··· ENTRIES SUPPLIED

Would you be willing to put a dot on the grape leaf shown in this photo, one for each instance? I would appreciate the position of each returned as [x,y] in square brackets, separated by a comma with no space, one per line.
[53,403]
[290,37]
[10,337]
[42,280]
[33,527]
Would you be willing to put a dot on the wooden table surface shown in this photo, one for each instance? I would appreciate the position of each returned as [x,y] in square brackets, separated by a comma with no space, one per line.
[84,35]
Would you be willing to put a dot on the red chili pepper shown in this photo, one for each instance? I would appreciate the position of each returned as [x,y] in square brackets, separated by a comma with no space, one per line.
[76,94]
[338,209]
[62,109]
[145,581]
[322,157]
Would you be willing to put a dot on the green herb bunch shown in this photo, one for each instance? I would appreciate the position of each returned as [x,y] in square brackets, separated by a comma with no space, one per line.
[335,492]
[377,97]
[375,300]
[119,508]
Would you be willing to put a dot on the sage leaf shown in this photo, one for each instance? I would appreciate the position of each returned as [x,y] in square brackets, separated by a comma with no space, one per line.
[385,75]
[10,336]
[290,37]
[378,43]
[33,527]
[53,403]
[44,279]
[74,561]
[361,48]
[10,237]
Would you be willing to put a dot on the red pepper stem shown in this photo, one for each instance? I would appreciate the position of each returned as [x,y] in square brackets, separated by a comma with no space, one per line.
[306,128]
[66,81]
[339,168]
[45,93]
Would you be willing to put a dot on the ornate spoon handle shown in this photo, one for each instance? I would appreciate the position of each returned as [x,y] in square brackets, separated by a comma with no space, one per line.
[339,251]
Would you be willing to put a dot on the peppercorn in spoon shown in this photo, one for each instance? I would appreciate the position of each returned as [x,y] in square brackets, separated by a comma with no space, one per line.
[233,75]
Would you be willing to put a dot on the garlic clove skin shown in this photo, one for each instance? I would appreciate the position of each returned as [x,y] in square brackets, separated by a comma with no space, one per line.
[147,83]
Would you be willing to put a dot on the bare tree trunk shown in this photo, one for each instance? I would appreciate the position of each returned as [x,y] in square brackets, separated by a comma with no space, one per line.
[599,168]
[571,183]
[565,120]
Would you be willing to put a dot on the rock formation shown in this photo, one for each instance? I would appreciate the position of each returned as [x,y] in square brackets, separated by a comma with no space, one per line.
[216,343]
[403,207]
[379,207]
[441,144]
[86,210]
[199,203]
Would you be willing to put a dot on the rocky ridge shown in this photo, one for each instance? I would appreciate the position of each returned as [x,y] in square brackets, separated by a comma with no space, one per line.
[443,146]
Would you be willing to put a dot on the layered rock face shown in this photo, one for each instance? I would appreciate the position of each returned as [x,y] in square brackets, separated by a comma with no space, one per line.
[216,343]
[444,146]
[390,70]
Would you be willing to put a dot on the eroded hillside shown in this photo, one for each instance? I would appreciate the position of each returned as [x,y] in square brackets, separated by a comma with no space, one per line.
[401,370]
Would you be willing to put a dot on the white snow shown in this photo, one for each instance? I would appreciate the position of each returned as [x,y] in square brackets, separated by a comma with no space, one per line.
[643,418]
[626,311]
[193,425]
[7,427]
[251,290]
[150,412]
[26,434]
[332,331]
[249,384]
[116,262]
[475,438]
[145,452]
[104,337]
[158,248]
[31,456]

······

INSTRUCTIONS FOR THE TASK | Every record above is to be copied out exactly.

RESPONSE TO THIS EXERCISE |
Would you be willing to put a dot on the grape leaf shown in this photo, one for each instance? I would appreciate the position of each returned as [x,y] in square brackets, separated by a comma with no space, one per line.
[53,403]
[290,37]
[10,337]
[42,280]
[33,527]
Would you be willing to put a dot on the wooden table surface shown in this photo, one for each instance? I would appreciate the position of each returned as [x,y] in square brackets, separated by a comma with no space, one per line.
[84,35]
Would you be willing to put a dot on the red chili pepper shown in this photo, one for each instance? I would appreciate the position of each returned as [x,y] in square brackets, separated by a comma with no space, one per line.
[76,94]
[338,209]
[62,109]
[145,581]
[322,157]
Would you be willing to put a dot on the green herb bunch shown in this photo, one for each instance? I would appreciate the position of each returned as [x,y] in square brackets, separated by a comma with no space, one per line.
[335,492]
[377,97]
[375,300]
[119,508]
Would you be willing to put a dot on the sage leaf shown in this photo, one for each instance? I would appreciate the position of each returned as [x,y] in square brackets, separated by a comma with no space, one per line.
[385,75]
[10,336]
[290,37]
[378,43]
[33,527]
[53,403]
[44,279]
[74,561]
[361,48]
[10,237]
Would you be willing to put a dot on the red pepper stem shown in this photo, one for each instance? I would appreciate the position of each returned as [x,y] in square brackets, separated by a comma with no space, one per line.
[306,128]
[66,81]
[339,168]
[45,93]
Would you be willing to put a dot on the ornate spoon handle shown in this photo, one for each instance? I would appreciate the position of each returned as [x,y] in square brackets, separated by a comma with no space, one per line.
[339,251]
Would you be willing to put a dot on the peppercorn in spoon shown in this photo, one for each instance? I would appreciate the position of each returned as [x,y] in square brackets, separated by a comma with no space, one per line.
[233,75]
Would you be willing to put a dot on the garlic clove skin shown in this photo, one for each instance? I would appreciate the position of each returned as [x,y] in square brackets, separated by a comma with no space, one per line.
[147,83]
Would you be willing to put a dot on the bare tree trunk shown in this photo, one for each instance? I would appreciate the position of each returned as [x,y] in square brackets, separated by a comma with no space, one per line.
[599,168]
[571,183]
[565,120]
Would you be willing to put a dot on the rock formation shown in this photo, one for each instance? I would appreciate the position of each returned as [x,y] in square brackets, separated by a comma with no space, one per line.
[216,343]
[403,207]
[379,207]
[441,144]
[86,210]
[199,203]
Would you be willing to put a dot on the rocky ridge shown in this photo, one for each instance? I would appreciate the position of each returned as [x,y] in square brackets, separated by a comma with no space, one per line.
[443,146]
Would you be willing to put a dot on the layered rock face shown in this photo, one for each instance? I would appreciate the position of each returned as [x,y] in square brackets, separated by a comma with no space, one per line.
[216,343]
[444,146]
[390,70]
Would you be willing to put a dot on the eroded hillside shown in this photo, one for each instance? I would appreciate the position of each returned as [x,y] in square brackets, separated by a comma with no space, one per line.
[401,370]
Would you be willing to put a dot on the white snow shown in this photo, one for each instance? I would appreciate the position of each returned as [x,y] in square brackets, separated by a comma with no space, one per line.
[643,418]
[626,311]
[193,425]
[7,427]
[251,290]
[150,412]
[26,434]
[332,331]
[249,384]
[116,262]
[475,438]
[145,452]
[104,337]
[158,248]
[31,456]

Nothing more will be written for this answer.